SC REVIEW (EP) NO. 22 OF 2013


APPLICATION UNDER SECTION 155(2)(B) OF THE CONSTITUITION
AND:
IN THE MATTER OF PART XVIII OF THE ORGANIC LAW ON NATIONAL AND LOCAL-LEVEL GOVERNMENT ELECTIONS


BETWEEN:


LUKE ALFRED MANASE
Applicant


AND:


DON POMB POLYE
First Respondent


AND:


THE ELECTORAL COMMISSION OF PAPUA NEW GUINEA
Second Respondent


Waigani: Kassman, J
2013: 8, 14 & 24 May


Cases Cited:


Erie Ovako Jurvie v. Bony Oveyara and Electoral Commission (2008) SC935
Sani Rambi v Koi Trappe & The Electoral Commission (N9424)
Michael Kandiu v Powes Parkop & The Electoral Commission (N5093)
Edward Ekanda Alina v Francis Mulunga Potape
The Electoral Commission & Ors (N4877)
Joseph Kobol v William Titpe Powi & the Electoral Commission (unreported National Court judgment by Justice Makail delivered 25 March 2013 in EP No. 80 of 2012)
Manasseh Makiba v Francis Potape & The Electoral Commission (Unreported National Court judgment by Justice Makail delivered 22 November 2012 in EP No. 24 of 2012)


Legislation Cited:


Order 5 Rule 16 of the Supreme Court Rules 2012
Order 1 Rule 7 of the Supreme Court Rules 2012
Rule 11 of the Supreme Court Rules 2012
Order 5 Division 2 Rules 7 to 48 of the Supreme Court Rules 2012,
Rule 15 of the National Court Election Petition Rules 2002
Rule 18(1) of the National Court Election Petition Rules 2002


Counsel


Christine Copeland, for the Applicant
Paulus Dowa, for the First Respondent
Ray Williams, for the Second Respondent


DECISION


  1. KASSMAN J; Luke Alfred Manase ("Manase") applies for leave of the Supreme Court to review a decision of the National Court in the matter EP No. 14 of 2012.

Background


  1. In that proceeding, Manase filed a petition disputing the return of Don Pomb Polye ("the Member") for the Kandep Open Electorate, Enga Province in the 2012 National General Elections. On 4 March 2013, the National Court dismissed Manase's Petition following Manase's failure to comply with an Order of the Court requiring Manase file and serve by a set date written submissions in response to the Member's objections to competency of the petition.

▶ **DATA**
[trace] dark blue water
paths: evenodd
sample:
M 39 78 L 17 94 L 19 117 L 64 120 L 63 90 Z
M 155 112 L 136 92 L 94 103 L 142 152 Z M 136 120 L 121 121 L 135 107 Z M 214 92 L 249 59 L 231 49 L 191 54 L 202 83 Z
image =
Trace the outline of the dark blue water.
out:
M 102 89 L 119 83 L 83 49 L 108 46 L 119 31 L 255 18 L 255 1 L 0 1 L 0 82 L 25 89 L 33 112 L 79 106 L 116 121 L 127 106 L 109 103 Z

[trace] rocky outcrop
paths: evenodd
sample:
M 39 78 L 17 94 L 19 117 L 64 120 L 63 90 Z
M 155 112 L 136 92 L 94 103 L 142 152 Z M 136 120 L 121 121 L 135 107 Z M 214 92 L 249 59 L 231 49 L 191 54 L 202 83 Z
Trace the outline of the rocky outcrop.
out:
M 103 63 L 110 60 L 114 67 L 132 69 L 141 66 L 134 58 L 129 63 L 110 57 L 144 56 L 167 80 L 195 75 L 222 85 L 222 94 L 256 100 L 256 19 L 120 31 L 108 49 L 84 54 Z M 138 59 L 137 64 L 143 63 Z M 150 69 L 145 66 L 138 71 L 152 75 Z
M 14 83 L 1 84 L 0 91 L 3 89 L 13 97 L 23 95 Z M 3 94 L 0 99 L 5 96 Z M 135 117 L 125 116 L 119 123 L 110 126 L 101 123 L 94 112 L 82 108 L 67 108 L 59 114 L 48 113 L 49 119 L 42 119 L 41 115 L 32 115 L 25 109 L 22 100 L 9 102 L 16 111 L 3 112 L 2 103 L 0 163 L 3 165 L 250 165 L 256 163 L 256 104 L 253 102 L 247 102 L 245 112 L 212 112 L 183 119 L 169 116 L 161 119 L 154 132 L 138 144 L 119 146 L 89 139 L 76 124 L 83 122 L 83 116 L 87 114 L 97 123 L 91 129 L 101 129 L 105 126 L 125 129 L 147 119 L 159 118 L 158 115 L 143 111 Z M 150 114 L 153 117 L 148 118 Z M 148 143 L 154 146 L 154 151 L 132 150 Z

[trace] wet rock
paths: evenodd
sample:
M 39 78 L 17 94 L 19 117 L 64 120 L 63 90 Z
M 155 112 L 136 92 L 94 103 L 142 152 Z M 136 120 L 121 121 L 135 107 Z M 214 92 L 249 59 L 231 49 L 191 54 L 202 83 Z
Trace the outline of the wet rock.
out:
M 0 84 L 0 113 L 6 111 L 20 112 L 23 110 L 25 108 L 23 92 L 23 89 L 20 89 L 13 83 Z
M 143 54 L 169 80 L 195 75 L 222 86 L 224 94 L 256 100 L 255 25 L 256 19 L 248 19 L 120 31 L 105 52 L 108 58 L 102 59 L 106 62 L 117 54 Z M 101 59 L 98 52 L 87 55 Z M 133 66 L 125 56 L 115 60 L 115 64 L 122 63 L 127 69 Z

==

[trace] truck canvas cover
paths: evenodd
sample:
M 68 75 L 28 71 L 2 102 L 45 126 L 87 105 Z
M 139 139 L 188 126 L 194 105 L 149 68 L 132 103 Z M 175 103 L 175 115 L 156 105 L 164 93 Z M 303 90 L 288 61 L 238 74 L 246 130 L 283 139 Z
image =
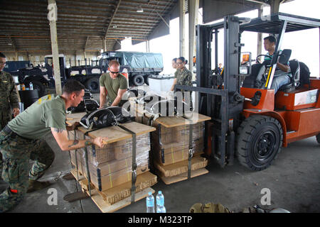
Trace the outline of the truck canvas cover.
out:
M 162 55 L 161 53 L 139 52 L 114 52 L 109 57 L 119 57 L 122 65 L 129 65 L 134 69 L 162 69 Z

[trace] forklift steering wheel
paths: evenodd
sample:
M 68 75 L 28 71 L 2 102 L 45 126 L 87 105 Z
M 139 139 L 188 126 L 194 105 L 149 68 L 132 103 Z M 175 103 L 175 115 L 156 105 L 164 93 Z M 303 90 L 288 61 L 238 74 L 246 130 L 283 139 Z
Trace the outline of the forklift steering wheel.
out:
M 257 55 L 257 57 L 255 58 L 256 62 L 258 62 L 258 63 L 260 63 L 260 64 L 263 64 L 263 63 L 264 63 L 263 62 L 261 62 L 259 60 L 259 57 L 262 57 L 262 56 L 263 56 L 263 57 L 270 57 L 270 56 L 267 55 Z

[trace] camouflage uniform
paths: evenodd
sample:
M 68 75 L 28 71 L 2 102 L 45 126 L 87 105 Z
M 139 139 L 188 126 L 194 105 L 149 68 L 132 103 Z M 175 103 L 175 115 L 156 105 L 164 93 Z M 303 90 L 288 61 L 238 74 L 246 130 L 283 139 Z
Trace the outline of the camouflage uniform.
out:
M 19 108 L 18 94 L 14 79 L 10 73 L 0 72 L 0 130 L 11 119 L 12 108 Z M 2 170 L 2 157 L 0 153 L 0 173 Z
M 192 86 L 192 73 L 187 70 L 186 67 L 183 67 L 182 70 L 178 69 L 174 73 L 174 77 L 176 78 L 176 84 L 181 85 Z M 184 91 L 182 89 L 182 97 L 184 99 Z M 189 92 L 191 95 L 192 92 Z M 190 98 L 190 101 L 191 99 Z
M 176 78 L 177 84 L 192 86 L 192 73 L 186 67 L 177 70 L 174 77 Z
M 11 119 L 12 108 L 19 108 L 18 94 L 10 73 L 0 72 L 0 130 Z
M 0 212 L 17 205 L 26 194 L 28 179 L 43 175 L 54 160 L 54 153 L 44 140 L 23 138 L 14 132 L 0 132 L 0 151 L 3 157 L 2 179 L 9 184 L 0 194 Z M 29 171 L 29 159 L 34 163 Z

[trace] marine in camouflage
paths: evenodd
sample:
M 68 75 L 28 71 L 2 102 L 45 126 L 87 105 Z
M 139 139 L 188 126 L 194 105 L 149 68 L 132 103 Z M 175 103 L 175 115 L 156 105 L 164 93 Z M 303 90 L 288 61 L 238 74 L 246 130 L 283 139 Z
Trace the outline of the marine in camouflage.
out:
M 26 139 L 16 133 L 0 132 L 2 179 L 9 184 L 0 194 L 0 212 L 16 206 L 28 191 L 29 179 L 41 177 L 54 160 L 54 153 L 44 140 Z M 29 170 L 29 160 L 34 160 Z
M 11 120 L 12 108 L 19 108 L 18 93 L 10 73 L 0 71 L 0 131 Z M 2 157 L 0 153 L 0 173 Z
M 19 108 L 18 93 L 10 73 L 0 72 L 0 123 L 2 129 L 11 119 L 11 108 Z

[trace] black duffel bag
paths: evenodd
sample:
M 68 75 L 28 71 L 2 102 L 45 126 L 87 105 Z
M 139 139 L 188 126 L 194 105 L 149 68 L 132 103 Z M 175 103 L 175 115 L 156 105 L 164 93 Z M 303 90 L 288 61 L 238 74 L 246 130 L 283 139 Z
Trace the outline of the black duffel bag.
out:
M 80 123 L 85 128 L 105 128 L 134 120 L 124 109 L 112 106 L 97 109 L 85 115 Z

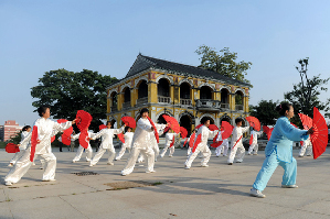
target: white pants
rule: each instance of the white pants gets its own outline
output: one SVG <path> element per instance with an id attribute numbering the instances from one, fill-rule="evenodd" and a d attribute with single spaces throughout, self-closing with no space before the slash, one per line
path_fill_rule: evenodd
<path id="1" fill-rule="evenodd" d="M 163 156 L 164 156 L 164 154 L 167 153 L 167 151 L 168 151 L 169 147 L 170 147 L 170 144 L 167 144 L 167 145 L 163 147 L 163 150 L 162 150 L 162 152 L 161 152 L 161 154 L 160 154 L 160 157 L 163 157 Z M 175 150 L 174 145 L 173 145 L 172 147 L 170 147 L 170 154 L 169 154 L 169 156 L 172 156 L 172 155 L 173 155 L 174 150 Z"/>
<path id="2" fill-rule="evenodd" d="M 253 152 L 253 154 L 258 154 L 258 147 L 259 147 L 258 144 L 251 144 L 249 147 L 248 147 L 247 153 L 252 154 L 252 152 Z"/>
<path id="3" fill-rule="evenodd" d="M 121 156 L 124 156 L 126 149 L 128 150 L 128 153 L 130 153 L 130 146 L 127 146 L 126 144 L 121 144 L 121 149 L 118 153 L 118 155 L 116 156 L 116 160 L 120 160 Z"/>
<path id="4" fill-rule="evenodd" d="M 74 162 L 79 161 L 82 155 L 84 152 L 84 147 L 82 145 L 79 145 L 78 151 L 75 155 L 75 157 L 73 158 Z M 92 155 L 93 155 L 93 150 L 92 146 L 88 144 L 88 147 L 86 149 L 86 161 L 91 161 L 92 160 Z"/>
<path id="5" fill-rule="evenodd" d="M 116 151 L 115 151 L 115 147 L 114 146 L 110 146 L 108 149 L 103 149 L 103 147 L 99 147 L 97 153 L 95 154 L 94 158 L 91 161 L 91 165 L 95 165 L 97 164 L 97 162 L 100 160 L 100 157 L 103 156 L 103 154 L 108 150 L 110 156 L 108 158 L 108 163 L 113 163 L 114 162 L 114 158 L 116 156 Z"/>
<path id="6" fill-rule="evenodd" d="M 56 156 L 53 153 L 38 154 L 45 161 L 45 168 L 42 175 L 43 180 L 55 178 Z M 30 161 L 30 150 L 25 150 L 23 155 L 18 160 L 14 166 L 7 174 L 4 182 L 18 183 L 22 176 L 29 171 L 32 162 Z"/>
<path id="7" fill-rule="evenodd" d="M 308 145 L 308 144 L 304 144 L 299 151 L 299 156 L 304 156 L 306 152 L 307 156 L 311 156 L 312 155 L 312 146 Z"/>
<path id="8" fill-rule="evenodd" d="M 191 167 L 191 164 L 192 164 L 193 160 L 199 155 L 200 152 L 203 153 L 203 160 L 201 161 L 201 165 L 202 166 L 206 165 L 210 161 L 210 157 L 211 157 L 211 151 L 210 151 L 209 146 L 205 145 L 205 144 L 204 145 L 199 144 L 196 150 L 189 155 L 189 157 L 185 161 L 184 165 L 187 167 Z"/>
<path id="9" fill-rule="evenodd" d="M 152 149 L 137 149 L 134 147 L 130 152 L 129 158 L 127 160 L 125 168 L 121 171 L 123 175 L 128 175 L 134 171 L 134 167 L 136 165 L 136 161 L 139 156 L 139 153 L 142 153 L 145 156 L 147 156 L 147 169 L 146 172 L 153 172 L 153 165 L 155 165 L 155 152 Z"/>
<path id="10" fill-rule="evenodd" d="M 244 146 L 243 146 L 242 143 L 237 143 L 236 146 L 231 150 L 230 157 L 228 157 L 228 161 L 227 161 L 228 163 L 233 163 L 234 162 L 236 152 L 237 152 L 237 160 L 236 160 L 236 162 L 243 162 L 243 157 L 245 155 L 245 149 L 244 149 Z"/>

▶ **WORK INSTRUCTIONS**
**a)** In the Kandep election review decision, on what date did the National Court dismiss Manase's petition?
**b)** Continue the Kandep election review decision from the point where the text stops.

▶ **ANSWER SET**
**a)** 4 March 2013

**b)**
Jurisdiction as a single judge


  1. The parties agree that I have the jurisdiction to hear and determine this application exercising powers as a single judge of the Supreme Court. Order 5 Rule 16 of the Supreme Court Rules 2012 provides "The application for leave shall be made before a judge." And Order 1 Rule 7 states "Judge" "means a judge of the Supreme Court of Justice".
  2. The Application for Leave to Review was filed on 15 March 2013 and is supported by Manase's Affidavit which was sworn on 14 March 2013 and filed on 15 March 2013.
  3. The Application is opposed by the First Respondent Don Pomb Polye ("the Member") who also sought leave to rely on Affidavits sworn by his lawyer Paulus Dowa which were filed on 17 April 2013 and 10 May 2013. The Application is also opposed by the Second Respondent Electoral Commission of PNG ("EC").

Objection to competence of Application for Leave to Appeal


  1. As a preliminary point raised in the course of submissions, both Respondents challenged the competency of Manase's application now before this Court by arguing Manase had failed to file with his Affidavit transcripts of proceedings of the National Court of 7 February 2013 and 4 March 2013 which are critical to the application for leave to review as they are material that address the "circumstances pertaining to the application" within the meaning of Order 5 Rule 11 of the Supreme Court Rules 2012.
  2. The Respondents, the Member and EC, concede they have not provided prior notice of such argument but say they are entitled to raise the objection at anytime and even the Court may raise the issue at anytime without notice as it goes to jurisdiction. That may be correct but the dictates of fairness require prior notice, at the very least some written warning even where no formal objection is filed and served. Ironically, both Respondents rely on the said transcripts in their submissions on the Application for Leave to Review, copies of which are annexed to Affidavits sworn by Mr Paulus Dowa who is counsel for the Member. They say that as those transcripts were not filed by Manase, his application seeking leave to review is incompetent and must be struck out.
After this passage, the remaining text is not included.